Excerpt provided:
╔══
I've bought it from an old lady, very well known in the dutch cactus community, it was a young habitat plant when she got it which didn't matter much to me at the time. I wouldn't buy it now...
With apologies to the late Professor C. D. Darlington the following misquotation springs to
mind ‘cactus taxonomy is the pursuit of the impossible by the incompetent’ - Fearn & Pearcy, Rebutia (1981)
StrUktO wrote: it was a young habitat plant when she got it which didn't matter much to me at the time. I wouldn't buy it now...
Hello Arjen,
Maybe it was a cutting from a habitat plant? I wouldn´t worry about conservation issues in that case (the mother plant being still in habitat).
This is only my personal opinion...
Some more oldies of one of the oldest in this forum.
All self grown from seed 20-30 years ago, apart from the Lophophora which had been field collected in Texas in the seventies.
Jordi
My fairy castle is the one I've had the longest (a little over a year), but I'm curious as to whether or not an age can be approximated for my S. truncata that I got last summer, based on the corkiness of the base.
╚══
Dataset extract:
╔══
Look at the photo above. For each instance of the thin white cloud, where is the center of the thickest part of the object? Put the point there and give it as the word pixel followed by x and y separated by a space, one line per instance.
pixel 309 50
╚══
To be done:
Reproduce the cactus forum thread word for word from "With apologies to" to "in the seventies.". The material stands apart from the cactus forum thread.

Written response:
With apologies to the late Professor C. D. Darlington the following misquotation springs to
mind ‘cactus taxonomy is the pursuit of the impossible by the incompetent’ - Fearn & Pearcy, Rebutia (1981)
StrUktO wrote: it was a young habitat plant when she got it which didn't matter much to me at the time. I wouldn't buy it now...
Hello Arjen,
Maybe it was a cutting from a habitat plant? I wouldn´t worry about conservation issues in that case (the mother plant being still in habitat).
This is only my personal opinion...
Some more oldies of one of the oldest in this forum.
All self grown from seed 20-30 years ago, apart from the Lophophora which had been field collected in Texas in the seventies.